**Problem details**
Can the lines below, from the one that holds "Could you please point out the sky" to the very end, be echoed exactly, with both ends included and no pictures?

**Data listing**
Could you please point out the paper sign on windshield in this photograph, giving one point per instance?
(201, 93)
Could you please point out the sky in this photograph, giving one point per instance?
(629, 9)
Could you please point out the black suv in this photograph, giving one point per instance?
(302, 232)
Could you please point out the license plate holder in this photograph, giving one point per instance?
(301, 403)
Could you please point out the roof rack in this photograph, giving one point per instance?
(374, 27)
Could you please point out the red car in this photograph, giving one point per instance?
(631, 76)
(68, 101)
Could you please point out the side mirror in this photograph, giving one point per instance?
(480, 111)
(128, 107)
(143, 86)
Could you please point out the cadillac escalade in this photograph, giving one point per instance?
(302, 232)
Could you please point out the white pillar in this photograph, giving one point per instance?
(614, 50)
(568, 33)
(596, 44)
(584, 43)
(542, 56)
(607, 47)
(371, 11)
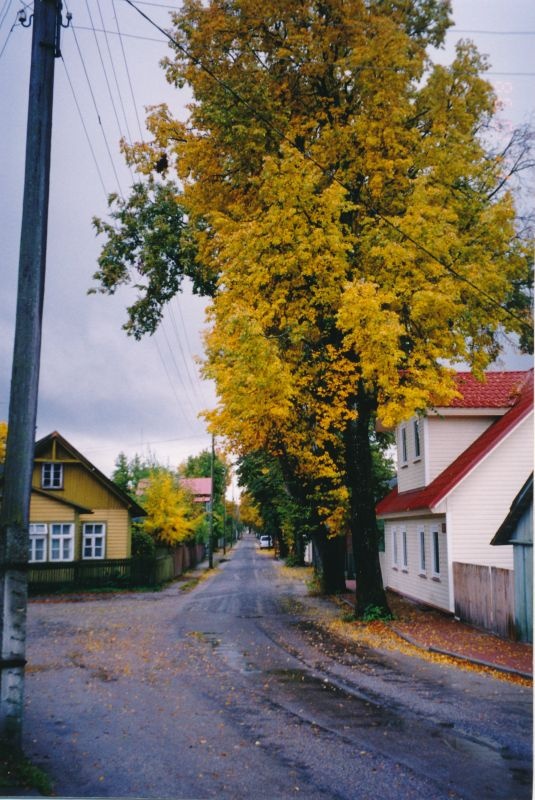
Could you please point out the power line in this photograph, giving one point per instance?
(93, 154)
(127, 70)
(448, 267)
(114, 73)
(492, 33)
(72, 28)
(112, 100)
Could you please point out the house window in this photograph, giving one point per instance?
(416, 432)
(38, 537)
(436, 552)
(421, 543)
(404, 550)
(52, 476)
(61, 541)
(94, 540)
(404, 445)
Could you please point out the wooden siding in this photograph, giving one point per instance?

**Task solution**
Could you please point out the sky in this photograph, giving one point per instance?
(629, 9)
Could you please point out the black suv in this photograph, giving one point per instance?
(302, 232)
Could you please point out the license plate holder in this photograph, giving one point per instance?
(301, 403)
Could you please point out the roof rack in this photograph, giving one point per instance?
(374, 27)
Could you please point out the red car in this photograph, giving one point per instance?
(631, 76)
(68, 101)
Could you please point out the side mirror in this photograph, giving one point per instance?
(480, 111)
(128, 107)
(143, 86)
Could you please point out the cadillac escalade in this photograph, giving one point per instance?
(302, 232)
Could you please point out the white pillar in this photograph, giving one point per instance?
(614, 50)
(568, 33)
(596, 44)
(584, 43)
(542, 56)
(607, 47)
(371, 11)
Could you please point out the power line in this photograph, giving one point per instance?
(93, 154)
(127, 70)
(448, 267)
(114, 73)
(492, 33)
(72, 28)
(112, 100)
Could you please point out the house window in this photograph, giving one point per instance?
(416, 432)
(38, 537)
(436, 552)
(421, 543)
(404, 550)
(52, 476)
(61, 541)
(94, 540)
(404, 445)
Could you please point out the wooden siding in this photograph, giving one point per instance?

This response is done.